:: Task goal ::
Nothing but the lines below between the line holding "Target: decorative item on shelf" and the line holding "Guideline: one marker per instance of the black speaker, placed", inclusive, should appear in the answer, each set down exactly.
[Raw data]
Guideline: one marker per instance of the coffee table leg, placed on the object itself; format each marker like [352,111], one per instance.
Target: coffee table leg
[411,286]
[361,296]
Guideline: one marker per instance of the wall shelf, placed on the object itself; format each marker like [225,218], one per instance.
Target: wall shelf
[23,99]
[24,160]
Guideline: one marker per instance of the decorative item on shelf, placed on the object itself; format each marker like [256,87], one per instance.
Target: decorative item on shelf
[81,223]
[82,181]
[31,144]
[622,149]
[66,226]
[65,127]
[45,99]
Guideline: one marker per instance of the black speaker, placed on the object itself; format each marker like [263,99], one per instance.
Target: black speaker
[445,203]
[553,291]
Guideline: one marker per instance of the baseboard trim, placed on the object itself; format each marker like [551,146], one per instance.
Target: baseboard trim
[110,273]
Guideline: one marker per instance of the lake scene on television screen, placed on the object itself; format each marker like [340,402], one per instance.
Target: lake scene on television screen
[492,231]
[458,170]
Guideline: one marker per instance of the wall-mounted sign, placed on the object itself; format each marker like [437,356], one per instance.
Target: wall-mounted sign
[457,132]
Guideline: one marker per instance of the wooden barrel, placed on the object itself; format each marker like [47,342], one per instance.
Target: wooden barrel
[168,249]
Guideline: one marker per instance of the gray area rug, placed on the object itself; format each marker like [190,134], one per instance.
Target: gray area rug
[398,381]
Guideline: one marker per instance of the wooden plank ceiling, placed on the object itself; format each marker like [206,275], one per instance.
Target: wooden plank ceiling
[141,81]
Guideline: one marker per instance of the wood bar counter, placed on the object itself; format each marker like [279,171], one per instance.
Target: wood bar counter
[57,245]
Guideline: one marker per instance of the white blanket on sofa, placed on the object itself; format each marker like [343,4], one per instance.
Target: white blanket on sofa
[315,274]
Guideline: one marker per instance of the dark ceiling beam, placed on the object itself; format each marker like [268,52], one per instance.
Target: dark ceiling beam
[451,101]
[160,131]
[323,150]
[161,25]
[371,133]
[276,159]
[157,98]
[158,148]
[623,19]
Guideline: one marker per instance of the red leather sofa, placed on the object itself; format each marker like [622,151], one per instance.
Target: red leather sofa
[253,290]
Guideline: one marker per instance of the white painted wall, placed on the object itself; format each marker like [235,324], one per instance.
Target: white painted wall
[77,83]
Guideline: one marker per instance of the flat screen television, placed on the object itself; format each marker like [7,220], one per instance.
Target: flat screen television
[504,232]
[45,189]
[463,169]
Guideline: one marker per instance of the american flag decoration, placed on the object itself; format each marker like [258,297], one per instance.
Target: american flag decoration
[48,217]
[/Raw data]
[Raw data]
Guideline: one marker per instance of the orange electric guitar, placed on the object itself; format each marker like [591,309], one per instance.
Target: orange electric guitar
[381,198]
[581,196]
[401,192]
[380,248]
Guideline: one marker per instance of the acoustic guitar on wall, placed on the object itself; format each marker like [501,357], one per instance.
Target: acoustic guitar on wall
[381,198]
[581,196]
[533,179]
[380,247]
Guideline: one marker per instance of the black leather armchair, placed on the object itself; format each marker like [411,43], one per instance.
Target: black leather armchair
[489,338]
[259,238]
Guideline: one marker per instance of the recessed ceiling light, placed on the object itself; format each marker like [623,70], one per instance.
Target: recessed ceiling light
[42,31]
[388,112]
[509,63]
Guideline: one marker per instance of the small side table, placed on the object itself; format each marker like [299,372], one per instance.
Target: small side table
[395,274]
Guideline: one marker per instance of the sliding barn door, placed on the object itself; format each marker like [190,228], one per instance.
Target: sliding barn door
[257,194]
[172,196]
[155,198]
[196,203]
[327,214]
[/Raw data]
[Raw data]
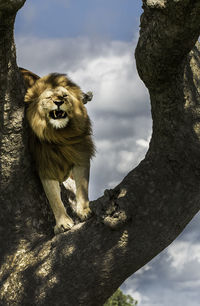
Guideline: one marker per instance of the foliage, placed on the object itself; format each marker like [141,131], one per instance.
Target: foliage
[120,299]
[/Raw data]
:: Answer to the exercise ::
Target: decorative item on shelf
[81,223]
[82,181]
[31,144]
[622,149]
[66,226]
[65,127]
[45,99]
Guideline: one marker per instance of the black speaker, placed on the object itself; format each marker like [263,99], one per instance.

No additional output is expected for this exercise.